- **DOCUMENT EXTRACT**

As a construction material, timber is prized for its strength, availability, and sustainability. And yet, planning and designing a floor plan for a timber structure is no easy feat, thanks to the thousands of possible combinations the material can be placed even for the simplest floor shapes. To solve this challenge, one UK company is borrowing some cues from the science of genetic programming.
‘Artificially Intelligent Designers’ Solve a Longstanding Problem
Even digital modeling of such floor plan designs using CAD or similar software programs requires a great deal of human intervention and time, and optimal results aren’t guaranteed. This was a recurring problem for stair and floor solutions expert Staircraft, so they developed their own software. The solution helps narrow down the number of combinations and designs. According to Forbes, the company’s software solution helped a little but still didn’t cover all combinations, potentially leading to suboptimal floor plan designs.
To optimize their design process even further, Staircraft partnered with custom artificial intelligence solutions provider Brainpool.ai to devise an AI system capable of running through those thousands of permutations to find the optimal design for a timber floor. To achieve this, the team enlisted the help of PhD-level data engineers, AI experts, and mathematicians, who leveraged their expertise of the latest research in genetic programming to come up with a brand new solution.

- **DATA FOR ANALYSIS**
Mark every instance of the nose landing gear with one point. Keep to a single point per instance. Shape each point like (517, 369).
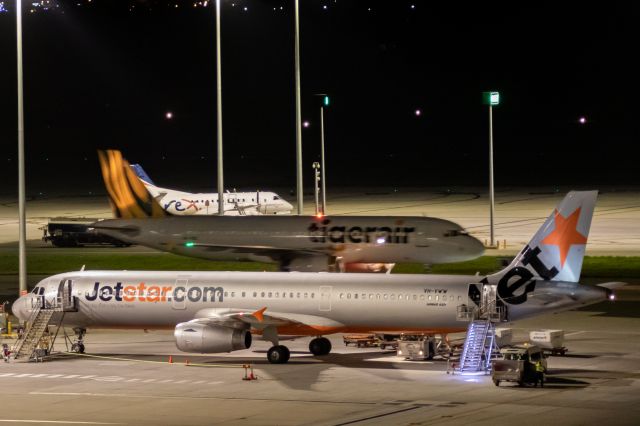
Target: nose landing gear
(78, 344)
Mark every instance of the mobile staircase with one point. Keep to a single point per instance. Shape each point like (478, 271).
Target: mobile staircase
(480, 344)
(36, 342)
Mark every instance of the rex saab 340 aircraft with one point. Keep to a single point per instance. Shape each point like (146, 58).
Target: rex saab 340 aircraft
(296, 243)
(181, 203)
(219, 311)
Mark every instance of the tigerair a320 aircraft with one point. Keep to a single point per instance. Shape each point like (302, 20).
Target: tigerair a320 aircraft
(214, 312)
(295, 243)
(180, 203)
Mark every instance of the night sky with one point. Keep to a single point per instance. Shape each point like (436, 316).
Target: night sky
(104, 74)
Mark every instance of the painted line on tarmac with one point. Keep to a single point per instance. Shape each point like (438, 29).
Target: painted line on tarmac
(106, 379)
(187, 364)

- **ASSIGNMENT A**
In the timber floor article, which company did Staircraft partner with to build its AI system?
- **ASSIGNMENT B**
Copy word for word the part of the timber floor article running from "To optimize their" down to "brand new solution.".

- **TASK RESULT A**
Staircraft partnered with Brainpool.ai.

- **TASK RESULT B**
To optimize their design process even further, Staircraft partnered with custom artificial intelligence solutions provider Brainpool.ai to devise an AI system capable of running through those thousands of permutations to find the optimal design for a timber floor. To achieve this, the team enlisted the help of PhD-level data engineers, AI experts, and mathematicians, who leveraged their expertise of the latest research in genetic programming to come up with a brand new solution.